*Task inputs*.
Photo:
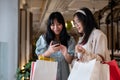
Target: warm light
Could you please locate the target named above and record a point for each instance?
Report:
(66, 24)
(22, 78)
(72, 23)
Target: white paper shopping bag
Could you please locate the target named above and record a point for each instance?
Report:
(82, 71)
(100, 71)
(44, 70)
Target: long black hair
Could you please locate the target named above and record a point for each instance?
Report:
(50, 35)
(88, 22)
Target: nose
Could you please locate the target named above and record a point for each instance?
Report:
(56, 27)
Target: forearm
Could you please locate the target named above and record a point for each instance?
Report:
(68, 57)
(89, 56)
(46, 54)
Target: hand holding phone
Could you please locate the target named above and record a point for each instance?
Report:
(56, 42)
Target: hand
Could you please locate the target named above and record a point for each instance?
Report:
(79, 49)
(63, 49)
(53, 48)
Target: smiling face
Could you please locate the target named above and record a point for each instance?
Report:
(78, 24)
(56, 27)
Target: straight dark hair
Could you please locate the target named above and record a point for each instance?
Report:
(50, 35)
(88, 22)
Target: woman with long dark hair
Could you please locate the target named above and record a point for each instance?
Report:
(92, 42)
(57, 44)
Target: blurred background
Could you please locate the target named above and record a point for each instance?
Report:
(23, 21)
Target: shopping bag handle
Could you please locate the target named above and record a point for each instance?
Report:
(40, 57)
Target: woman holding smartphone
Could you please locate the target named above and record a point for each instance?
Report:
(57, 44)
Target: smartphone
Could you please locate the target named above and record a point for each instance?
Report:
(56, 42)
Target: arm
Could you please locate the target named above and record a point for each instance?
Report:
(99, 48)
(68, 53)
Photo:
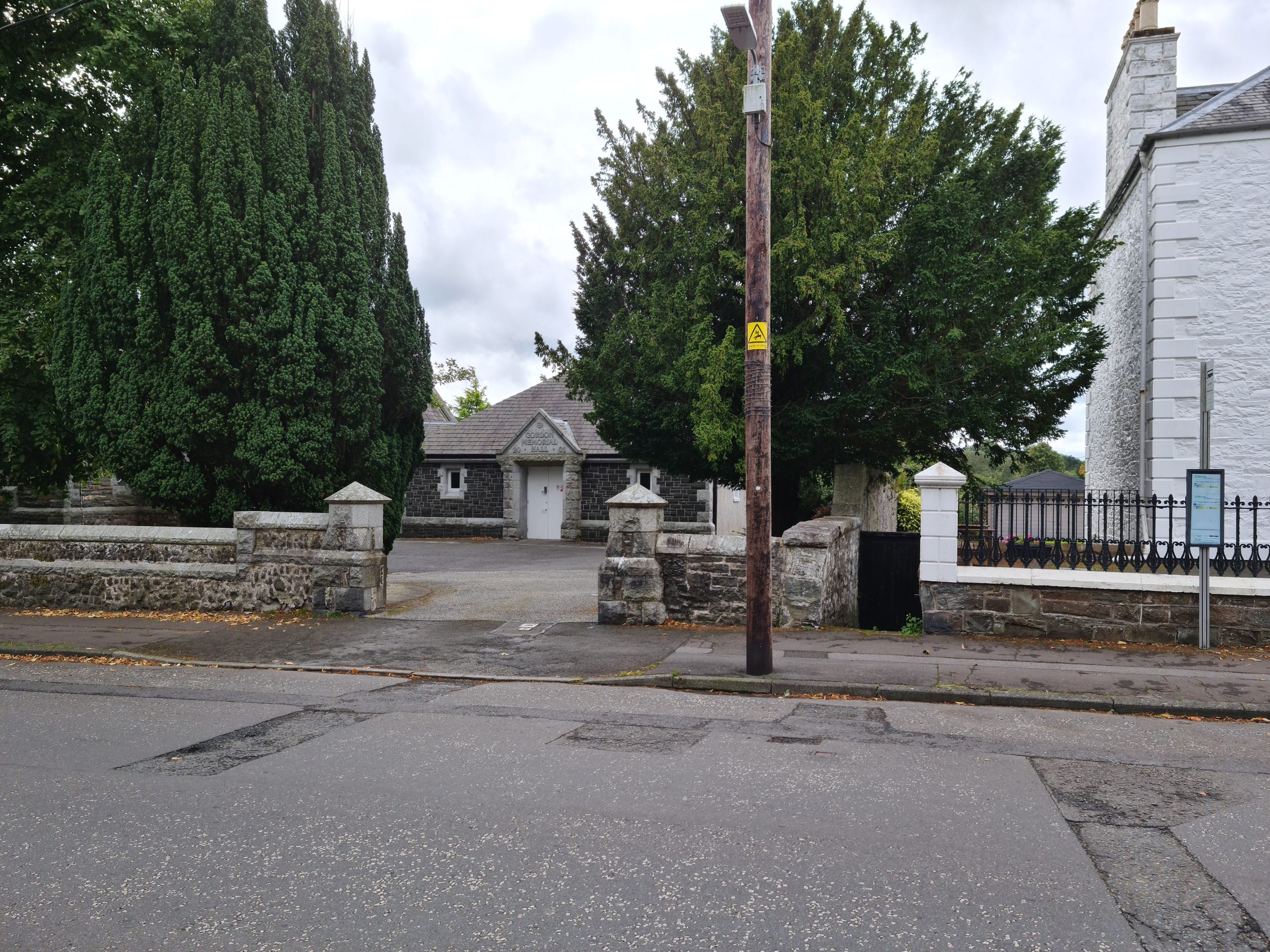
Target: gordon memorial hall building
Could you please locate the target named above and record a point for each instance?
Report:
(1188, 197)
(534, 468)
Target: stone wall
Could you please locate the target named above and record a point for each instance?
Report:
(651, 575)
(1136, 615)
(601, 481)
(816, 575)
(686, 500)
(1112, 405)
(478, 513)
(106, 502)
(330, 561)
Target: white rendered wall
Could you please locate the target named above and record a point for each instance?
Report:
(1142, 98)
(1212, 301)
(1112, 412)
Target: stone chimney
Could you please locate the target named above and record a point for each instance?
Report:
(1143, 96)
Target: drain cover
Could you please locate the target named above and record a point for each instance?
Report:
(228, 751)
(631, 738)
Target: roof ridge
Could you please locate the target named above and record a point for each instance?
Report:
(1216, 103)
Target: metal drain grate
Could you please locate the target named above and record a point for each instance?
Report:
(228, 751)
(632, 739)
(786, 739)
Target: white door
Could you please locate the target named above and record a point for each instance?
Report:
(545, 503)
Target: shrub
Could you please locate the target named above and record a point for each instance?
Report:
(910, 511)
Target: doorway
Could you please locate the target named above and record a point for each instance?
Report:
(545, 502)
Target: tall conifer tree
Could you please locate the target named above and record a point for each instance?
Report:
(242, 330)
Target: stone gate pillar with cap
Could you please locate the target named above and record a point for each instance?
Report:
(353, 573)
(631, 579)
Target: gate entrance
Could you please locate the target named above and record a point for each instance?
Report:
(889, 565)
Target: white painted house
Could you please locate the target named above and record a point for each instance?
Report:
(1188, 193)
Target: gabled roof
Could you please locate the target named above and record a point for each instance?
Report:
(547, 429)
(1048, 480)
(1192, 97)
(491, 431)
(1242, 106)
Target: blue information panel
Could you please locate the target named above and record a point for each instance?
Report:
(1206, 498)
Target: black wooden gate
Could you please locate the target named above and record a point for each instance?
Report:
(888, 579)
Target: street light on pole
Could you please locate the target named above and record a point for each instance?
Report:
(752, 32)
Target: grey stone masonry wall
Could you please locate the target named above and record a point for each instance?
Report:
(1092, 615)
(483, 492)
(105, 502)
(651, 575)
(601, 480)
(686, 500)
(330, 561)
(479, 513)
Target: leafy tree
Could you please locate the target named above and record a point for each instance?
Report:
(65, 79)
(472, 402)
(926, 293)
(908, 511)
(242, 332)
(474, 398)
(986, 470)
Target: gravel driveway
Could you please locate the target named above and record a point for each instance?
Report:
(496, 581)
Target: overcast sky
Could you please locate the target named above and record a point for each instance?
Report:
(487, 111)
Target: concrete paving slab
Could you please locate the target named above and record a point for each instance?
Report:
(1148, 740)
(309, 683)
(492, 555)
(556, 595)
(601, 700)
(71, 733)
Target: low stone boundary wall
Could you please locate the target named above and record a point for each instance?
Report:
(330, 561)
(105, 502)
(1161, 610)
(652, 575)
(1071, 603)
(450, 527)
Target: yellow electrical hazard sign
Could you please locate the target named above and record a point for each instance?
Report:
(756, 336)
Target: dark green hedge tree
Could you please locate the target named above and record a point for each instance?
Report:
(64, 82)
(242, 332)
(926, 293)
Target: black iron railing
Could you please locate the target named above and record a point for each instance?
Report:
(1103, 532)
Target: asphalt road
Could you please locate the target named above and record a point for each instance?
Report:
(210, 809)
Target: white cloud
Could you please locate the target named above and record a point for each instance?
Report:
(487, 111)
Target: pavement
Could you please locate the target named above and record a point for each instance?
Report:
(512, 611)
(175, 808)
(455, 581)
(937, 667)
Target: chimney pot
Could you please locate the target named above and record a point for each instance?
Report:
(1148, 14)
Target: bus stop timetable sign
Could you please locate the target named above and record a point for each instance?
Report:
(1206, 495)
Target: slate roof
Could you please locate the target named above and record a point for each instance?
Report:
(491, 431)
(1242, 106)
(1192, 97)
(1048, 480)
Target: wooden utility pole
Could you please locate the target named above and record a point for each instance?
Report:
(759, 356)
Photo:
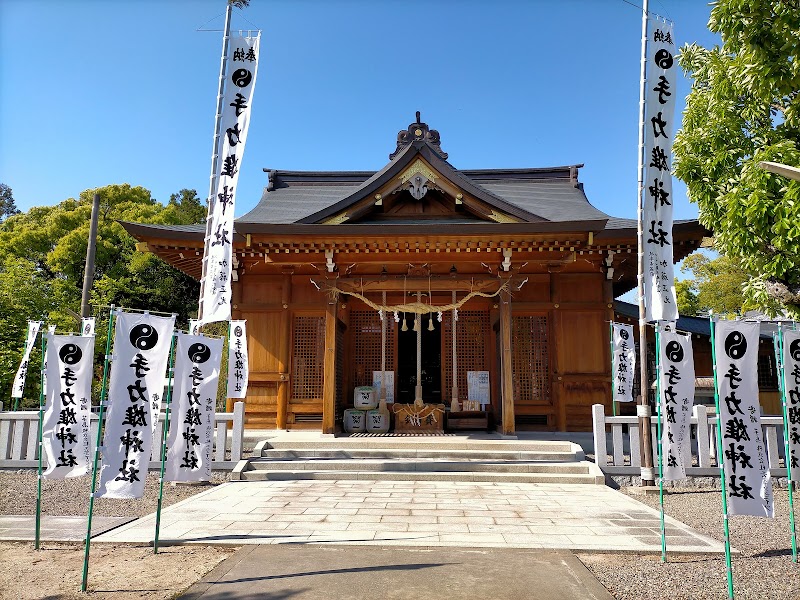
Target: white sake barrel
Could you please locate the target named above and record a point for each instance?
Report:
(364, 398)
(355, 420)
(377, 421)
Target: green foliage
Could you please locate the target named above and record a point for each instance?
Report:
(744, 108)
(42, 261)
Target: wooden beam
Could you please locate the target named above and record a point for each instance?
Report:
(329, 372)
(506, 380)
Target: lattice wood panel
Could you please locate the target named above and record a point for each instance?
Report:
(308, 357)
(530, 360)
(365, 344)
(472, 336)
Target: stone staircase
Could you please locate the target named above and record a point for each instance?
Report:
(446, 458)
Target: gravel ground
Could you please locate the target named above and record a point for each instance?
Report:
(763, 569)
(71, 496)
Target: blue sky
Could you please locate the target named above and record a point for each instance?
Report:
(95, 92)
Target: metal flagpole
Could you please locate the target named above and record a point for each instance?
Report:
(215, 150)
(643, 410)
(97, 448)
(721, 462)
(659, 442)
(168, 399)
(787, 451)
(613, 375)
(40, 445)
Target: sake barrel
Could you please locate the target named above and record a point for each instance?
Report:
(364, 398)
(377, 421)
(355, 420)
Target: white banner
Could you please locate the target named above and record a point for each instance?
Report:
(240, 83)
(747, 480)
(22, 372)
(66, 426)
(662, 77)
(238, 366)
(623, 363)
(791, 380)
(87, 326)
(194, 399)
(677, 397)
(138, 369)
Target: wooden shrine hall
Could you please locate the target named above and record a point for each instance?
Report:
(438, 277)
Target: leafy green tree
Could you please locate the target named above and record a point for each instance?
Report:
(7, 205)
(744, 108)
(42, 261)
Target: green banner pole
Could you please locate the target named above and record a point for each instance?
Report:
(611, 354)
(164, 437)
(39, 446)
(787, 451)
(100, 415)
(721, 462)
(659, 408)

*Job*.
Omit the pictures and give the material again, exactly and in full.

*Result of the exercise*.
Photo:
Target: warm light
Could you please locate the target named above and record a point for each instance?
Report:
(66, 24)
(22, 78)
(72, 23)
Target: white paper shopping bag
Could you please locate the target named above and record a point for each instance?
Report:
(82, 71)
(100, 71)
(44, 70)
Target: long black hair
Could you please locate the target named above and record a point for each instance?
Report:
(50, 35)
(88, 22)
Target: nose
Could you please locate the target named above and record a point for each instance?
Report:
(56, 27)
Target: forearm
Could you please locate the target named above and record a point for each instance?
Report:
(68, 57)
(89, 56)
(46, 54)
Target: hand holding phone
Could you please locate the target named above and record a point for each instance?
Report:
(56, 42)
Target: hand
Could you please locate the target named above and record a point for each instance?
Report:
(79, 49)
(63, 49)
(53, 48)
Target: smiling face
Could you please locate the target named above and record a point for each instance?
Report:
(78, 24)
(56, 27)
Target: straight dark hair
Could you please locate the target named above and record a point for each instance?
Report:
(50, 35)
(88, 22)
Target: woman with long dark hair
Could you please locate the target named above and record a point for each instance?
Report:
(92, 42)
(57, 44)
Target: blurred background
Could you please locate the target named above and record a point for each instance?
Report:
(23, 21)
Target: shopping bag handle
Could you please locate the target named above and record a point for each instance?
Report:
(40, 57)
Target: woman holding smartphone
Could you please locate the target named above and record a point for each instance?
Report:
(57, 44)
Target: smartphone
Could you please locate the target named above and record a point for each instance?
Report:
(56, 42)
Target: arm
Could you please locate the target named above and record a point for each instance?
Report:
(99, 48)
(68, 53)
Photo:
Target: gordon memorial hall building
Could you please locate the target named above and record a point for each instance?
Report:
(1188, 197)
(534, 468)
Target: stone wall
Could you please locate the target named above and record a point for each instance?
Report:
(651, 575)
(1136, 615)
(601, 481)
(816, 575)
(686, 500)
(1112, 405)
(478, 513)
(106, 502)
(330, 561)
Target: white rendered wall
Could you please locate the target named above and record a point for each instance?
Report:
(1142, 98)
(1212, 301)
(1112, 412)
Target: stone chimney
Could you please locate the target named above and record a point for each instance?
Report:
(1143, 96)
Target: drain cover
Could you please locate the target named above and record a point for each instance?
Report:
(228, 751)
(631, 738)
Target: roof ridge
Could you please locate the target named above and record a point for each instance?
Report:
(1216, 103)
Target: metal drain grate
Could you please locate the target named above and record a point for each instance?
Report:
(228, 751)
(632, 739)
(786, 739)
Target: white door
Could you please locate the target named above and record a point for each instance?
Report:
(545, 503)
Target: shrub
Could you please locate the target named above and record a point for each instance?
Report:
(910, 511)
Target: doorway
Could you please locate the target named above and record a point for each instance?
Report:
(545, 502)
Target: tall conifer tree
Could you please locate the target named above and record a point for each instance?
Report:
(242, 330)
Target: stone gate pillar with cap
Could you please locate the target named above and record a point for each instance?
Report:
(353, 573)
(631, 579)
Target: gate entrance
Could you please locate the target named above and record a point for each instance?
Report:
(889, 565)
Target: white painted house
Could you please locate the target named above and record a point for each instance?
Report:
(1188, 193)
Target: gabled roof
Could you please locate the target named above and record a point for each instance?
Report:
(547, 429)
(1048, 480)
(1192, 97)
(491, 431)
(1242, 106)
Target: blue information panel
Could you please locate the target named above and record a point for each instance?
Report:
(1206, 498)
Target: black wooden gate
Could you please locate the target named above and record a point for each instance?
Report:
(888, 579)
Target: street light on pole
Could you please locate the target named above and record a point for each instance?
Report:
(752, 32)
Target: grey stone masonry wall
Could you please locate the target named above and record a point for each instance?
Report:
(1092, 615)
(483, 492)
(105, 502)
(651, 575)
(601, 480)
(686, 500)
(330, 561)
(479, 513)
Target: leafy tree
Could you please locate the target named above and record a point for each instance?
Report:
(65, 79)
(472, 402)
(926, 293)
(908, 511)
(242, 332)
(474, 398)
(986, 470)
Target: gravel driveway
Could you please locate the target named above and record a point for each instance?
Report:
(496, 581)
Target: overcast sky
Could you please locate the target named above and record a point for each instance?
Report:
(487, 111)
Target: concrete paving slab
Could you please locate the target named above and record a point for each instance?
Report:
(1148, 740)
(309, 683)
(492, 555)
(556, 595)
(601, 700)
(71, 733)
Target: low stone boundary wall
Could you please locate the target named above and record a point for each instance?
Report:
(330, 561)
(105, 502)
(1161, 610)
(652, 575)
(1071, 603)
(450, 527)
Target: yellow electrical hazard sign
Could you please locate the target named above and record a point for each instance?
Report:
(756, 336)
Target: dark green hedge tree
Could you please locate the target named above and record a point for each instance?
Report:
(64, 82)
(242, 332)
(926, 293)
Target: black iron railing
Could you please locate the target named above and record a point for each instance?
Report:
(1103, 532)
Target: asphalt road
Could you please locate the target named above and record a point for each instance?
Report:
(210, 809)
Target: white cloud
Could you please locate the target named above and record a point for each instance?
Report:
(487, 111)
Target: pavement
Could you please locate the target named above and record a point for each instance?
Report:
(512, 611)
(175, 808)
(455, 581)
(937, 667)
Target: chimney pot
Could you please locate the target named above and record a point for each instance?
Report:
(1148, 14)
Target: bus stop timetable sign
Could you please locate the target named above and record a point for each instance?
Report:
(1206, 495)
Target: slate roof
Could you please locate the target named above and record a point for each instance?
Report:
(491, 431)
(1242, 106)
(1192, 97)
(1048, 480)
Target: wooden utility pole
Could you please locate the target named above and record a point for each instance?
Report:
(759, 356)
Photo:
Target: white sake barrel
Could you please locate the target named above and record a point for each instance?
Report:
(364, 398)
(355, 420)
(377, 421)
Target: green foliage
Could you please locate the target named above and record a point for each instance?
Report:
(744, 108)
(42, 261)
Target: wooden beam
Could you please locate the target named above and record a point for each instance?
Report:
(329, 372)
(506, 380)
Target: lattice wood panel
Could you please locate the target named above and record a point for each instance?
Report:
(308, 357)
(530, 360)
(365, 344)
(472, 336)
Target: stone staircase
Could you please locate the target named above and record a point for each instance?
Report:
(446, 458)
Target: gravel ground
Could you please locate the target named above and record a point for each instance?
Report:
(763, 569)
(71, 496)
Target: blue sky
Could you please locate the target named above and record a point for each instance?
Report:
(95, 92)
Target: metal flagpole
Could you please locate the target named above and record a point for each instance?
Report:
(215, 150)
(643, 410)
(97, 448)
(721, 462)
(659, 442)
(168, 399)
(787, 451)
(613, 375)
(40, 445)
Target: sake barrel
Could you please locate the target named above and record a point for each instance?
Report:
(364, 398)
(377, 421)
(355, 420)
Target: white banner
Could you please locate the target named above and record a point for each instance?
Report:
(240, 83)
(747, 480)
(22, 372)
(66, 426)
(662, 77)
(238, 366)
(623, 363)
(791, 380)
(87, 326)
(194, 399)
(677, 397)
(138, 369)
Target: wooden shrine hall
Could you please locate the target named above and record a point for each instance?
Report:
(438, 277)
Target: leafy green tree
Could you please locate the target named above and record a point for each instance?
Report:
(7, 205)
(744, 108)
(42, 261)
Target: green banner pole
Could you please locate the target named above and record a point for each instance?
Report:
(611, 354)
(164, 437)
(39, 446)
(787, 451)
(100, 415)
(721, 462)
(659, 408)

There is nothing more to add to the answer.